_GOAL_
Rewrite the lines from the one containing "I'm trying to find any tree" through the one containing "[0,77,291,113]", swapping every "bounding box" for "enclosing rectangle" and keeping everything else unchanged. Give only those lines.

====

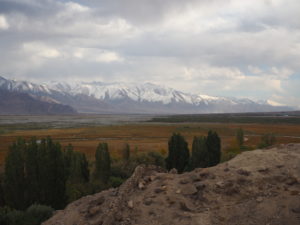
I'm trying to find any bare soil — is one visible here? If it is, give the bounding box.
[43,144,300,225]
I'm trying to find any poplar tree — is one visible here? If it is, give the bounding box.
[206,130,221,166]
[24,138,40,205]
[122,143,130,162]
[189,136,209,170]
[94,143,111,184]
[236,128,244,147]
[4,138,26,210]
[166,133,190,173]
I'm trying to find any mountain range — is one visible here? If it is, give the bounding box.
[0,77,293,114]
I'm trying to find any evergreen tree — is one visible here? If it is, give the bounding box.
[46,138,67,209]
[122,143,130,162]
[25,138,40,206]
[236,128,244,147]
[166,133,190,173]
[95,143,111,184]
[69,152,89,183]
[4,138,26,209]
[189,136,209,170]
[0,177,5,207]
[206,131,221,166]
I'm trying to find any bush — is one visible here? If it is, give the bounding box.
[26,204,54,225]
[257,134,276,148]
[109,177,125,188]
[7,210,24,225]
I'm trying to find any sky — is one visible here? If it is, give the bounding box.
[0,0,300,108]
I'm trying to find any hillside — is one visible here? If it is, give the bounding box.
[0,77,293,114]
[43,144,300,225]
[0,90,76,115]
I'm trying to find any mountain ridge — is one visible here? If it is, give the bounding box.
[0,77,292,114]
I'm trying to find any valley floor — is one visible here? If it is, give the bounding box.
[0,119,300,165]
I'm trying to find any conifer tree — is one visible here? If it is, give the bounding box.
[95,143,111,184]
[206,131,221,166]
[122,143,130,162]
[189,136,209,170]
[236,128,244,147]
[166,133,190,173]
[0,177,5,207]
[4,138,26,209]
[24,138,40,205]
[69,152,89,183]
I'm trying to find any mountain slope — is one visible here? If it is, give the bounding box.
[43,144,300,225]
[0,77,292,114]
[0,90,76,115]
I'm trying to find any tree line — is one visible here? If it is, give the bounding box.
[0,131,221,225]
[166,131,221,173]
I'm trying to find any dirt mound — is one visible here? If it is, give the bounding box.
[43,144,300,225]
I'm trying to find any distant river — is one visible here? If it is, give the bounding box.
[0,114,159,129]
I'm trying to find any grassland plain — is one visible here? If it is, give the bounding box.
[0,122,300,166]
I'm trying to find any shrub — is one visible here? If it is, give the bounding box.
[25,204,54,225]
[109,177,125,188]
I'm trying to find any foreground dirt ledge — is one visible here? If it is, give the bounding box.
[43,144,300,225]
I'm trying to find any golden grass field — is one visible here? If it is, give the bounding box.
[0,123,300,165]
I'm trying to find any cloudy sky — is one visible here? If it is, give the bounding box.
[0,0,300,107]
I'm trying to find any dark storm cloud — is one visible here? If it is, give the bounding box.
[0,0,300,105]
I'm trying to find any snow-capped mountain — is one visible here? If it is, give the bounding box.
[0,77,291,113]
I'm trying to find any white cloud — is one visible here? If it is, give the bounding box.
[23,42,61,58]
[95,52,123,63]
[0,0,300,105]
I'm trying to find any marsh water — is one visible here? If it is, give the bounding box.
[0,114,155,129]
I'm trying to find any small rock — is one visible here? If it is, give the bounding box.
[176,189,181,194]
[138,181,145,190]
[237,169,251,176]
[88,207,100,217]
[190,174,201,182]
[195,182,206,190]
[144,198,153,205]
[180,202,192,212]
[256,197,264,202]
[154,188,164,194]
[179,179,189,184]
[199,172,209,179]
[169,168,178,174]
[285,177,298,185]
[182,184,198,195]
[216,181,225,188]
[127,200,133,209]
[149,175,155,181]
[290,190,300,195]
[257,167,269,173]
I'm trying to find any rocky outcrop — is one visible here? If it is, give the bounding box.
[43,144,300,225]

====

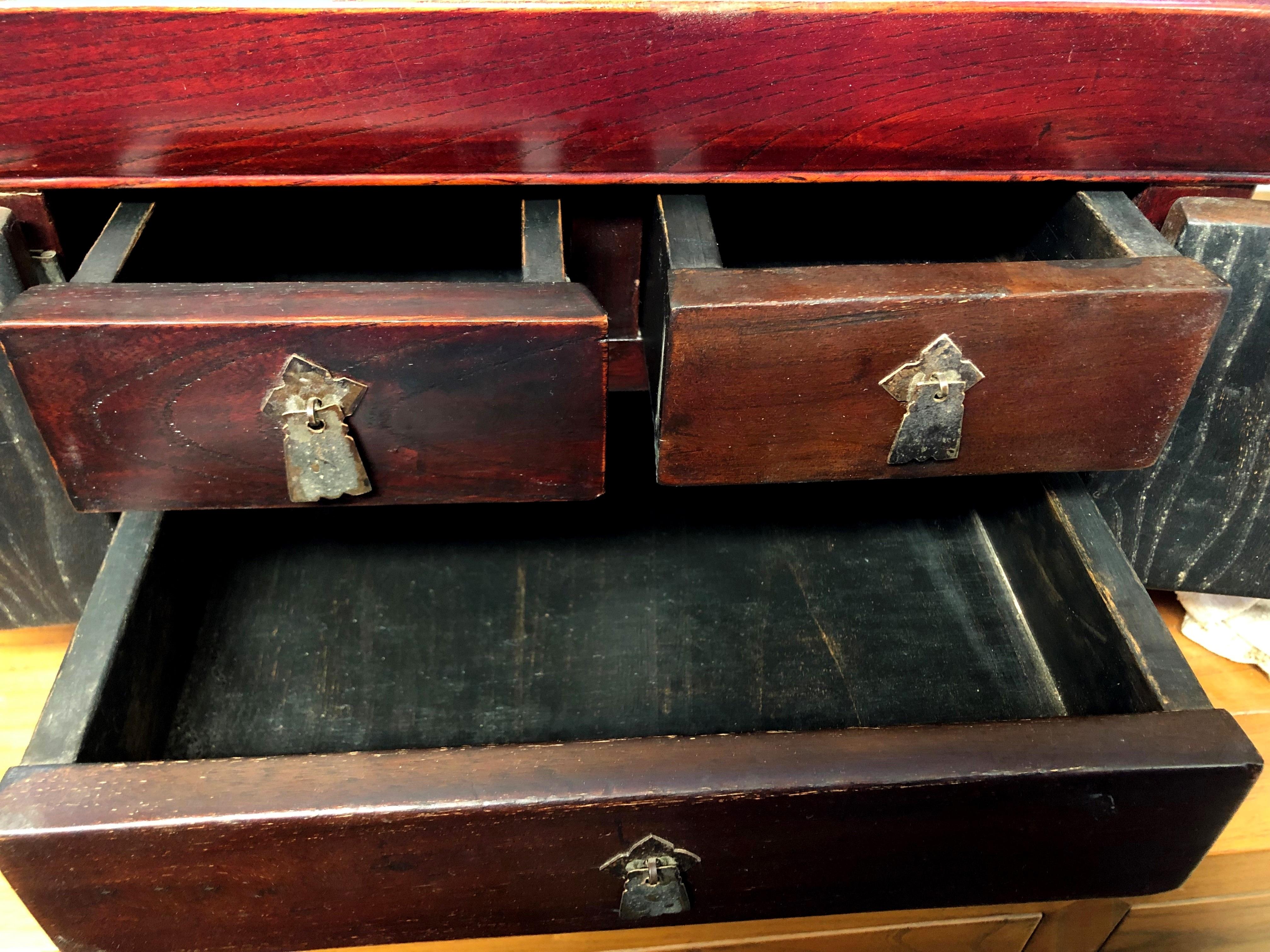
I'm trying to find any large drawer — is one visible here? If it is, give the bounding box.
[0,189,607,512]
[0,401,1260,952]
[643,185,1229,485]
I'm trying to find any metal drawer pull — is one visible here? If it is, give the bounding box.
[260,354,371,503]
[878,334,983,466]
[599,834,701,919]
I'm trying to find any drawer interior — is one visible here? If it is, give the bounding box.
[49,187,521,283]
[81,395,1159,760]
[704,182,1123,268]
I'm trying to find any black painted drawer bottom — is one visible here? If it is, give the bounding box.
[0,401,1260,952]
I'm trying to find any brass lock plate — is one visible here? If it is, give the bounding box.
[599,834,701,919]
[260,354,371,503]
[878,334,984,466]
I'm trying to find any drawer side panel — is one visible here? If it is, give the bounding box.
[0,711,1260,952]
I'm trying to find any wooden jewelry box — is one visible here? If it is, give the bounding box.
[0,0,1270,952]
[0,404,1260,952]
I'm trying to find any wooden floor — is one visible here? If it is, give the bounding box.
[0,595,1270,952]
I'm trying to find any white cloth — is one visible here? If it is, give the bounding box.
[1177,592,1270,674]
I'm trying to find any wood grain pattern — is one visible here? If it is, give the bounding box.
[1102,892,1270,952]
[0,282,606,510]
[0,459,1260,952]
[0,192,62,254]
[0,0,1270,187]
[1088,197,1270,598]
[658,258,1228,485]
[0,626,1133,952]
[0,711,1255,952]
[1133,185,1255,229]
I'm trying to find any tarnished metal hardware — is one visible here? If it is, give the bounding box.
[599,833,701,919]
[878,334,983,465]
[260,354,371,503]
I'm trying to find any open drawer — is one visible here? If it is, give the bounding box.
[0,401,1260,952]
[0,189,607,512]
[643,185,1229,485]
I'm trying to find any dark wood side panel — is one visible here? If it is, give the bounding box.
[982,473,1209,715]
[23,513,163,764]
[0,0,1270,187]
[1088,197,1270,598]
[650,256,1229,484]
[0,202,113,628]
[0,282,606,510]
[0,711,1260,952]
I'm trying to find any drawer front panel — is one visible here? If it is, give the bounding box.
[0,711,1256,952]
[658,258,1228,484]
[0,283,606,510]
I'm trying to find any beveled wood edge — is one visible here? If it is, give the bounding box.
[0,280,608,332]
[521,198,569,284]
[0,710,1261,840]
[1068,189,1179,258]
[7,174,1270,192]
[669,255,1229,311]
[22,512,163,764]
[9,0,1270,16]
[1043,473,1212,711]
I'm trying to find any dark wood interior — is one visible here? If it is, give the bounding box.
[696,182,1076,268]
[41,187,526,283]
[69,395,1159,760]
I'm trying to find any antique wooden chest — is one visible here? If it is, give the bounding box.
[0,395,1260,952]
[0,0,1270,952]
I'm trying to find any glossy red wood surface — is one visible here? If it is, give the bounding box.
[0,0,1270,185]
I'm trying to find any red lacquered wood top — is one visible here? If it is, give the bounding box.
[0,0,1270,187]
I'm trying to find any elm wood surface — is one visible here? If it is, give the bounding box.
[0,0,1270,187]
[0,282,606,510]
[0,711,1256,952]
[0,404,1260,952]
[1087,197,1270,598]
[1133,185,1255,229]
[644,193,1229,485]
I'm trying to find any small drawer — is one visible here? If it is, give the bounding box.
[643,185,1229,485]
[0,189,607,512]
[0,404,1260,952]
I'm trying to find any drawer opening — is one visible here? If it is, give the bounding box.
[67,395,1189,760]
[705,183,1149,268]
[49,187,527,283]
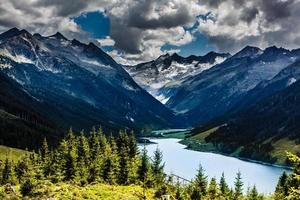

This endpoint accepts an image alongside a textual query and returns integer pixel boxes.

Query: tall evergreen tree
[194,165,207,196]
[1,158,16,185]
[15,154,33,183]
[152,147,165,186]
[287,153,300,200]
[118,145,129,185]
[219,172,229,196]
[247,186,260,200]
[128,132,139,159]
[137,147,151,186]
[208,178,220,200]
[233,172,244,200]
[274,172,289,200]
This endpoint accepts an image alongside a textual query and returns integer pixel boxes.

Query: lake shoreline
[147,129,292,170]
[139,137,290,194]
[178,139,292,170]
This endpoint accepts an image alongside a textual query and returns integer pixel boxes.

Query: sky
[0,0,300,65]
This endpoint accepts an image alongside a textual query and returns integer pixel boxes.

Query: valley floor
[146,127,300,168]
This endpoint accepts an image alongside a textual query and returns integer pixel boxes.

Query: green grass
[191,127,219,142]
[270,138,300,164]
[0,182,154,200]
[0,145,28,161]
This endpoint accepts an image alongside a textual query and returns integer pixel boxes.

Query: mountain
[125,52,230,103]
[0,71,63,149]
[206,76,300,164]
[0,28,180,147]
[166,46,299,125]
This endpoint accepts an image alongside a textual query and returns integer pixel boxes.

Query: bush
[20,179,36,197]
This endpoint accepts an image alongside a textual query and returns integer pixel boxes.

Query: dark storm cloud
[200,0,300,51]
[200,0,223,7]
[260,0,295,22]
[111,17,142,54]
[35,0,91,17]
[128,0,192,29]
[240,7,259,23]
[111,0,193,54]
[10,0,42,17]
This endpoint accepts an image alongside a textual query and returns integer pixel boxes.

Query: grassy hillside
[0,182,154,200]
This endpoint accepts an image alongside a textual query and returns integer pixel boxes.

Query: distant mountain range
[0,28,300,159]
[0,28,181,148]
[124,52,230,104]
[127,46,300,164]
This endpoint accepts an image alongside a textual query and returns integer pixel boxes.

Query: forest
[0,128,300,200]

====

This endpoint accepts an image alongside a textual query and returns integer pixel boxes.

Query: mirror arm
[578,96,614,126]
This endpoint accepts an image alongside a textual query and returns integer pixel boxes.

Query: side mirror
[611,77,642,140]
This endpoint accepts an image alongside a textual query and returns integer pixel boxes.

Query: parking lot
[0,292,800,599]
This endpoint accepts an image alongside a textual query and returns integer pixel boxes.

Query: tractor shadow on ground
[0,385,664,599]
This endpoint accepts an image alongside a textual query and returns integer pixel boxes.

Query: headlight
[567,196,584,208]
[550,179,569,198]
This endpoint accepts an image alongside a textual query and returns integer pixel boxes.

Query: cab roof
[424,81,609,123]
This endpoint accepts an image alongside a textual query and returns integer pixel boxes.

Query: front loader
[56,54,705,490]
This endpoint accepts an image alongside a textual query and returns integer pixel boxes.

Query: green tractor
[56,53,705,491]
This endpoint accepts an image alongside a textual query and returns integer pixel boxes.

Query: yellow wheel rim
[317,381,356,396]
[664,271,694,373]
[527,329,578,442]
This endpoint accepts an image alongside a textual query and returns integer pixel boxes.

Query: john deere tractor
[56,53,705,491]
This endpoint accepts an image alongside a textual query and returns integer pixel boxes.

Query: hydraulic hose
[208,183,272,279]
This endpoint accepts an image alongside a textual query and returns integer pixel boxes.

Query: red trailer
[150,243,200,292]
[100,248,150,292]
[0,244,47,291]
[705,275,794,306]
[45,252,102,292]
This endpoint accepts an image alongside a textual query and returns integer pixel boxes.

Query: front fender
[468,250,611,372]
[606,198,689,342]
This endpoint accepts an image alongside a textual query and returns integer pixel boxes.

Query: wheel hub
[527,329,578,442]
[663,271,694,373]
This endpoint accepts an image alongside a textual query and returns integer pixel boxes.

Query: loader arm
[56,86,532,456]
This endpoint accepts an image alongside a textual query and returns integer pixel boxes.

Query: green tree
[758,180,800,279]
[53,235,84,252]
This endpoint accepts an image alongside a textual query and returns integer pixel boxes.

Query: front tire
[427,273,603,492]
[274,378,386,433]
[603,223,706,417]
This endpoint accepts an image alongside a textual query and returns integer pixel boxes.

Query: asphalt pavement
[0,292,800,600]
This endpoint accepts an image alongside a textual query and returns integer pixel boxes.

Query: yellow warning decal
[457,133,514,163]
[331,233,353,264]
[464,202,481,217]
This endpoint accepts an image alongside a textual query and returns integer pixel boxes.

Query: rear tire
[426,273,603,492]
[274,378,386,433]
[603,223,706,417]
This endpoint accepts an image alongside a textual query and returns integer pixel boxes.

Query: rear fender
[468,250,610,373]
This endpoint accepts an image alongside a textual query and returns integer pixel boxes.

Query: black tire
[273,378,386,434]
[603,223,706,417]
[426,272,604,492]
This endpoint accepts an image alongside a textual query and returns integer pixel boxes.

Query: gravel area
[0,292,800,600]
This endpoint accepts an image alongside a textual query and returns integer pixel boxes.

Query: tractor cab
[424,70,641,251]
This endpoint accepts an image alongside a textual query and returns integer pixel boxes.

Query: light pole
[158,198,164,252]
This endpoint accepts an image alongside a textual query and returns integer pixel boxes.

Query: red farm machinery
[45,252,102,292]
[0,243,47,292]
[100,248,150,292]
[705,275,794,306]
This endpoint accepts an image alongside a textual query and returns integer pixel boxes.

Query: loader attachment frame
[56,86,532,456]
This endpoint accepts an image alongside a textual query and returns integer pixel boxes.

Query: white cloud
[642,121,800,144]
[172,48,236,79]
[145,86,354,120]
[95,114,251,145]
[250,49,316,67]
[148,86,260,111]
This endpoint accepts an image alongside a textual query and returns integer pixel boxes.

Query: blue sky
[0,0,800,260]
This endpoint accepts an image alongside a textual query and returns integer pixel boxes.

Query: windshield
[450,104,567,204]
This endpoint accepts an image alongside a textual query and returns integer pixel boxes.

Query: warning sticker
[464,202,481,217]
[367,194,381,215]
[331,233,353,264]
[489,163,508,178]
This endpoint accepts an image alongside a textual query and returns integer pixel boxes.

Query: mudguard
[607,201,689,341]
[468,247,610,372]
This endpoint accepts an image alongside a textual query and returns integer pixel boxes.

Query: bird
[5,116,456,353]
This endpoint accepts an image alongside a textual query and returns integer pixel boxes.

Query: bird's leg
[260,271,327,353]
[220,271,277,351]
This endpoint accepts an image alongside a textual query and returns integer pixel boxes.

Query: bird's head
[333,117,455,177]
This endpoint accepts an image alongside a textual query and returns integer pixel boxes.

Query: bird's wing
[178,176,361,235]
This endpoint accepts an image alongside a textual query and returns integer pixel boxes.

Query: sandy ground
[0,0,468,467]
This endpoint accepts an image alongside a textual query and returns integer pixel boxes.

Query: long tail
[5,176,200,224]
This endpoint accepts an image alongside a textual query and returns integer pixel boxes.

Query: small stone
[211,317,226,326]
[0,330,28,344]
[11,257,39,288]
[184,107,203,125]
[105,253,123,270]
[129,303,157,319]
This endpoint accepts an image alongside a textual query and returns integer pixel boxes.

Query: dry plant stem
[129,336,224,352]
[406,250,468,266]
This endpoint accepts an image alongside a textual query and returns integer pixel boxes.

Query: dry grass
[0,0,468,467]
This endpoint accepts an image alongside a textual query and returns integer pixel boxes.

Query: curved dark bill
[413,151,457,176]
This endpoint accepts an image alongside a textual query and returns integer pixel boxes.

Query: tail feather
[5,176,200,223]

====

_TASK SOLUTION_
I'm trying to find any tree line — is one visible here? If it is, give the enclosing rectangle.
[0,131,221,225]
[166,131,221,173]
I'm trying to find any dirt mound — is one visible here? If it is, give the enclosing rectangle.
[43,144,300,225]
I'm trying to find any distant river — is one visible here? If it is, give the enclosing rectangle.
[0,114,159,129]
I'm trying to find any grassland plain — is one visible here? If it is, give the enclosing rectangle.
[0,122,300,166]
I'm trying to find any shrub — is one visible here? If it is, give the enclosing rectangle.
[25,204,54,225]
[109,177,125,188]
I'm trying to find any foreground dirt ledge — is one visible here? If it is, give the enclosing rectangle.
[43,144,300,225]
I'm trying to find any golden grass field — is one visible here? If it is, give the enclosing rectangle.
[0,123,300,165]
I'm trying to find any cloudy sky — is one visible here? If it is, give the enclosing rectangle.
[0,0,300,107]
I'm trying to find any dark storm cloud — is one visible here? If it is, give the enclosing rectangle.
[0,0,300,105]
I'm trying to find any snow-capped mountain — is one visible here? If it is, give the enclosing rectangle.
[0,77,291,113]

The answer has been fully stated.